__SOURCE EXCERPT__.
>> Begin
Fixes to cain

2025-09-07 08:04:18 +00:00 · 2022-05-19 22:21:41 +08:00 · 2022-05-19 22:21:41 +08:00 · 1edc0fa841
commit 1edc0fa841
parent 6085ab64ef
1 changed files with 155 additions and 8 deletions
--- a/egs/librispeech/ASR/pruned_transducer_stateless4/optim.py
+++ b/egs/librispeech/ASR/pruned_transducer_stateless4/optim.py
@ -16,7 +16,7 @@
 from typing import List, Optional, Union, Tuple, List
-
+from lhotse.utils import fix_random_seed
 import torch
 from torch import Tensor
 from torch.optim import Optimizer
@ -652,7 +652,7 @@ class Cain(Optimizer):
            orig_dim = dim
        step = state["step"]
        must_store_stats, must_zero_stats = self._must_store_stats(step)
-        if must_store_stats and allow_store_stats:
+        if must_store_stats and allow_store_stats and forward:
            # store stats for 100 iters preceding when we estimate the
            # transform.
            stats_name = f"cov_{orig_dim}"
@ -673,7 +673,7 @@ class Cain(Optimizer):
                                              dtype=grad.dtype)
        must_estimate_transform = self._must_estimate_transform(step)
-        if must_estimate_transform:
+        if must_estimate_transform and forward:
            stats_name = f"cov_{orig_dim}"
            cov = state[stats_name]
            l, U = cov.symeig(eigenvectors=True)
@ -832,6 +832,152 @@ class LRScheduler(object):
                f" of group {group} to {lr:.4e}."
            )
 class Eve(Optimizer):
    """
    Implements Eve algorithm.  This is a modified version of AdamW with a special
    way of setting the weight-decay / shrinkage-factor, which is designed to make the
    rms of the parameters approach a particular target_rms (default: 0.1).  This is
    for use with networks with 'scaled' versions of modules (see scaling.py), which
    will be close to invariant to the absolute scale on the parameter matrix.
    The original Adam algorithm was proposed in `Adam: A Method for Stochastic Optimization`_.
    The AdamW variant was proposed in `Decoupled Weight Decay Regularization`_.
    Eve is unpublished so far.
    Arguments:
        params (iterable): iterable of parameters to optimize or dicts defining
            parameter groups
        lr (float, optional): learning rate (default: 1e-3)
>> End
Saved data entries
>> Begin
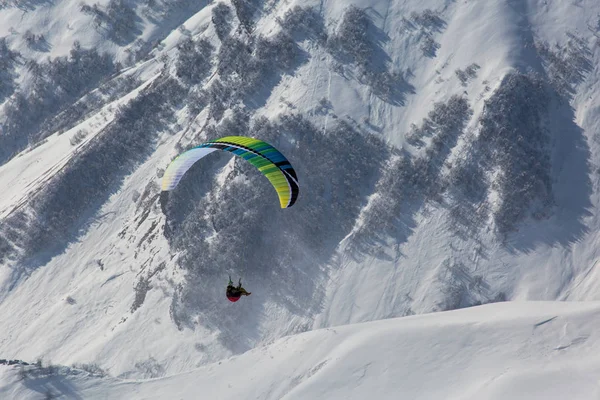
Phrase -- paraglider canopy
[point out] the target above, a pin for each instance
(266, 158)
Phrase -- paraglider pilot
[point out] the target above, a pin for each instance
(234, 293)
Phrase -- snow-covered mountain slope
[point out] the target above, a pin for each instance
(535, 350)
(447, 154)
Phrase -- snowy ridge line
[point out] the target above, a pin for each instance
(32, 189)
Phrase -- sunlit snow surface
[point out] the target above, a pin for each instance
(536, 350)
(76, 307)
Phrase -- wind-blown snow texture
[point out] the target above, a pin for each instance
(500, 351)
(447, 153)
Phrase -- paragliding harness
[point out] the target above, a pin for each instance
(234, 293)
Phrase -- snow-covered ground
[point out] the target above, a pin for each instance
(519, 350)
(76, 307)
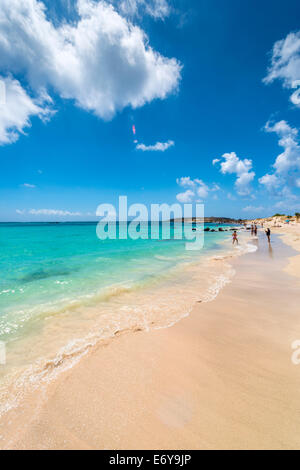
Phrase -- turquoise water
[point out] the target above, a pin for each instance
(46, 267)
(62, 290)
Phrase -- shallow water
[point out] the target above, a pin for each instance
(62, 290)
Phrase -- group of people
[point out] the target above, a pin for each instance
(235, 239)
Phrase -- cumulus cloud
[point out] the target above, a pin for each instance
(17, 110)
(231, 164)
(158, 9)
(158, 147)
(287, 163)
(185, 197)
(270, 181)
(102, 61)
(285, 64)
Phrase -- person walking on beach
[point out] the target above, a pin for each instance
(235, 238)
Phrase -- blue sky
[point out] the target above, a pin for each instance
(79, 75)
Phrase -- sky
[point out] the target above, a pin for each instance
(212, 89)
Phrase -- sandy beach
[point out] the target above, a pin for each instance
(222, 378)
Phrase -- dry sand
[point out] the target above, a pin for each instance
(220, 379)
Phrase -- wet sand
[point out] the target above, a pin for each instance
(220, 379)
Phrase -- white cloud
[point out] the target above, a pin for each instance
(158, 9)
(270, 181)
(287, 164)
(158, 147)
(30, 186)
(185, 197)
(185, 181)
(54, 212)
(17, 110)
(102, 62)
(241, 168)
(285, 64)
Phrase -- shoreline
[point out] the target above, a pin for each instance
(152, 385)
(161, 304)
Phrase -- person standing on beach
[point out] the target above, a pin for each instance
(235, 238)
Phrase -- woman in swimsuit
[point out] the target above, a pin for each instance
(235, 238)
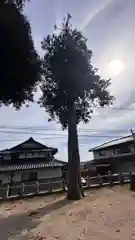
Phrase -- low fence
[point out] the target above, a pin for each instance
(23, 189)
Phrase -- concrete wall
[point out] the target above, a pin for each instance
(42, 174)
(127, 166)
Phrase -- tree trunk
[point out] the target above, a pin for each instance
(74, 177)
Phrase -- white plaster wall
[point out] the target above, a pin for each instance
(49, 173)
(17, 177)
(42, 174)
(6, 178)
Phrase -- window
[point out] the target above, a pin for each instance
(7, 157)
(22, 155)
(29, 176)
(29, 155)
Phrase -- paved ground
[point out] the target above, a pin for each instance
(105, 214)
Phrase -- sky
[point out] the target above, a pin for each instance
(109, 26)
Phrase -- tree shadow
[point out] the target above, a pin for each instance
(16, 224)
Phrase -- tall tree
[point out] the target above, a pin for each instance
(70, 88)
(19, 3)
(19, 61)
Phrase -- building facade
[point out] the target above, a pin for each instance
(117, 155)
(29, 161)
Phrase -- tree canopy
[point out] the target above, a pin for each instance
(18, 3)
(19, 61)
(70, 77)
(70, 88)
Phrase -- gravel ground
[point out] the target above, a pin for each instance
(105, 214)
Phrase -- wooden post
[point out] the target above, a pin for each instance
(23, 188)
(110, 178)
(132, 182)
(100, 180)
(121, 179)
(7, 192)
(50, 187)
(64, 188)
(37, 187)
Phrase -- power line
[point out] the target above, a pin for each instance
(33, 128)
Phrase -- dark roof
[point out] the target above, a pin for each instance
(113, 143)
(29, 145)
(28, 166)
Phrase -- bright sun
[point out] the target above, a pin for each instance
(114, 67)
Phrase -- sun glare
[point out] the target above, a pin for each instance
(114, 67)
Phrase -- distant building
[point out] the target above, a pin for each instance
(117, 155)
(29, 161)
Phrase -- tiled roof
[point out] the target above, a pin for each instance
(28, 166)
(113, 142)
>> End
>> Begin
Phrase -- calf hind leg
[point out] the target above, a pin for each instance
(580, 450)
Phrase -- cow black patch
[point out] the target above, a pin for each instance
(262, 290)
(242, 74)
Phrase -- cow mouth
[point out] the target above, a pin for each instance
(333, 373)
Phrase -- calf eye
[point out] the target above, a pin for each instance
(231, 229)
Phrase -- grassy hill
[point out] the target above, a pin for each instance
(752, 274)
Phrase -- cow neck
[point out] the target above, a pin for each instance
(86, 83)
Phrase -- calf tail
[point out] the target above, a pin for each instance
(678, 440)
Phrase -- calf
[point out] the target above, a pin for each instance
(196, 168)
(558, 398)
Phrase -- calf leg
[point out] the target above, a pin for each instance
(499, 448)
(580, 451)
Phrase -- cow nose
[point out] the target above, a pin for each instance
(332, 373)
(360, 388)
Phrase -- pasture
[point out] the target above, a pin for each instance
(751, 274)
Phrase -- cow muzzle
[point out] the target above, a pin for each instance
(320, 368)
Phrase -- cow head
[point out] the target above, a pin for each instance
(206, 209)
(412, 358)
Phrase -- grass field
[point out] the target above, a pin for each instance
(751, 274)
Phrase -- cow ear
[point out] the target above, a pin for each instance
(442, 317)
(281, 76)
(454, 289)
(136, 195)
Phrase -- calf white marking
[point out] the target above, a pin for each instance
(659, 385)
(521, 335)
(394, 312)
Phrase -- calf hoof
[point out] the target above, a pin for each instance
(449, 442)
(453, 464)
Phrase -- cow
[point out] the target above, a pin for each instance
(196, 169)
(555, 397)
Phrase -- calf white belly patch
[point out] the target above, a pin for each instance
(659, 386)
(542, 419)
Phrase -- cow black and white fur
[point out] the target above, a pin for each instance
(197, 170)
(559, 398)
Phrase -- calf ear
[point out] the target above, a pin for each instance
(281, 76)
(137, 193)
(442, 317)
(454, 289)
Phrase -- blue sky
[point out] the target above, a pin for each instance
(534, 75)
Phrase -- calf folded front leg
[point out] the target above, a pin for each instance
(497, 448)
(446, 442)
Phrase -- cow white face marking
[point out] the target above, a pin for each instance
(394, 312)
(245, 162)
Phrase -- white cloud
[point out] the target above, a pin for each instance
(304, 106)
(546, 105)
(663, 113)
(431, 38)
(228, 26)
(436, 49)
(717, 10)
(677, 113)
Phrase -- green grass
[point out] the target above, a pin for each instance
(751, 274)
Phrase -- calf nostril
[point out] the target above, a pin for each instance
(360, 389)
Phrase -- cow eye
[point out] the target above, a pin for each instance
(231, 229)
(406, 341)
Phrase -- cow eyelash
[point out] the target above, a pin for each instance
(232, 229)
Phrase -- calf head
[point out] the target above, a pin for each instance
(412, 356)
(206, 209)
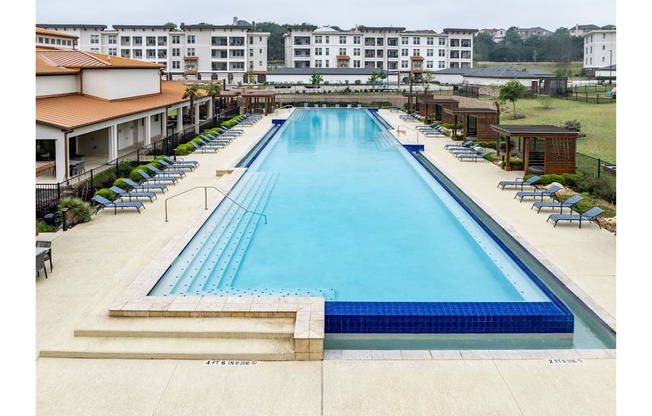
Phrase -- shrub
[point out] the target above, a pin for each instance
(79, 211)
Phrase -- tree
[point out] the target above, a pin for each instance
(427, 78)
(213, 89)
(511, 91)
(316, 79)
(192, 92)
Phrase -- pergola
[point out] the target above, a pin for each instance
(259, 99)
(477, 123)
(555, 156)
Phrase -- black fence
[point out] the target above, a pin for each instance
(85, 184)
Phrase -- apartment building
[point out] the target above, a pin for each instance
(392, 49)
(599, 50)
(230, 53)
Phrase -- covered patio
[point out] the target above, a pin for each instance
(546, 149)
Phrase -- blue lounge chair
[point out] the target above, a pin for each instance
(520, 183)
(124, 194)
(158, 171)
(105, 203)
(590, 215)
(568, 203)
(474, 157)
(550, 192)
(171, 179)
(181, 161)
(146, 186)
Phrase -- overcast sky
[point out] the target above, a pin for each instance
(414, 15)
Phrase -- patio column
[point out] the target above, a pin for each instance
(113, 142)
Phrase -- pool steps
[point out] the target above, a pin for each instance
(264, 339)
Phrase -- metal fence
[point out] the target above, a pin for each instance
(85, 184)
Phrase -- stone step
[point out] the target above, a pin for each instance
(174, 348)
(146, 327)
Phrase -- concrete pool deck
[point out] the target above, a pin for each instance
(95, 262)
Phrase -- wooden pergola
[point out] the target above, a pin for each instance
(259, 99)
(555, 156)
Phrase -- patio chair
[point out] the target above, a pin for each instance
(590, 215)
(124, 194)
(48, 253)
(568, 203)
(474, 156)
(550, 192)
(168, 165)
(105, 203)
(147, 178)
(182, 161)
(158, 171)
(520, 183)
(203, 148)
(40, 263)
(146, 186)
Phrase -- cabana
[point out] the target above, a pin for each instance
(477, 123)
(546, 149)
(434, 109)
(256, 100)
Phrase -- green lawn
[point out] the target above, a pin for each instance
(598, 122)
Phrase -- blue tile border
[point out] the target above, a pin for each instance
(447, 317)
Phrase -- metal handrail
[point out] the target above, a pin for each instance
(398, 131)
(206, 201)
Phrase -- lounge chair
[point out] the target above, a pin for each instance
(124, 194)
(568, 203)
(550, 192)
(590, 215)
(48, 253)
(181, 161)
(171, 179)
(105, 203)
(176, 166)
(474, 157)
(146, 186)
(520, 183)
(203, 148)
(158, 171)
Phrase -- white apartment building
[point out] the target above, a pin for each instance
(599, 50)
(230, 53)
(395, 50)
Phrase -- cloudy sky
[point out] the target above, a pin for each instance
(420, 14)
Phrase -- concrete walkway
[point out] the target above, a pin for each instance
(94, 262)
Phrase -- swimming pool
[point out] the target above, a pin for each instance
>> End
Carry on the optimizer commit diff, starting right after its last line.

__ANSWER TO THIS TASK__.
        betas (Tuple[float, float], optional): coefficients used for computing
            running averages of gradient and its square (default: (0.9, 0.999))
        eps (float, optional): term added to the denominator to improve
            numerical stability (default: 1e-8)
        weight_decay (float, optional): weight decay coefficient (default: 3e-4;
            this value means that the weight would decay significantly after
            about 3k minibatches.  Is not multiplied by learning rate, but
            is conditional on RMS-value of parameter being > target_rms.
        target_rms (float, optional): target root-mean-square value of
           parameters, if they fall below this we will stop applying weight decay.
    .. _Adam\: A Method for Stochastic Optimization:
        https://arxiv.org/abs/1412.6980
    .. _Decoupled Weight Decay Regularization:
        https://arxiv.org/abs/1711.05101
    .. _On the Convergence of Adam and Beyond:
        https://openreview.net/forum?id=ryQu7f-RZ
    """
    def __init__(
        self,
        params,
        lr=1e-3,
        betas=(0.9, 0.98),
        eps=1e-8,
        weight_decay=1e-3,
        target_rms=0.1,
    ):
        if not 0.0 <= lr:
            raise ValueError("Invalid learning rate: {}".format(lr))
        if not 0.0 <= eps:
            raise ValueError("Invalid epsilon value: {}".format(eps))
        if not 0.0 <= betas[0] < 1.0:
            raise ValueError(
                "Invalid beta parameter at index 0: {}".format(betas[0])
            )
        if not 0.0 <= betas[1] < 1.0:
            raise ValueError(
                "Invalid beta parameter at index 1: {}".format(betas[1])
            )
        if not 0 <= weight_decay <= 0.1:
            raise ValueError(
                "Invalid weight_decay value: {}".format(weight_decay)
            )
        if not 0 < target_rms <= 10.0:
            raise ValueError("Invalid target_rms value: {}".format(target_rms))
        defaults = dict(
            lr=lr,
            betas=betas,
            eps=eps,
            weight_decay=weight_decay,
            target_rms=target_rms,
        )
        super(Eve, self).__init__(params, defaults)
    def __setstate__(self, state):
        super(Eve, self).__setstate__(state)
    @torch.no_grad()
    def step(self, closure=None):
        """Performs a single optimization step.
        Arguments:
            closure (callable, optional): A closure that reevaluates the model
                and returns the loss.
        """
        loss = None
        if closure is not None:
            with torch.enable_grad():
                loss = closure()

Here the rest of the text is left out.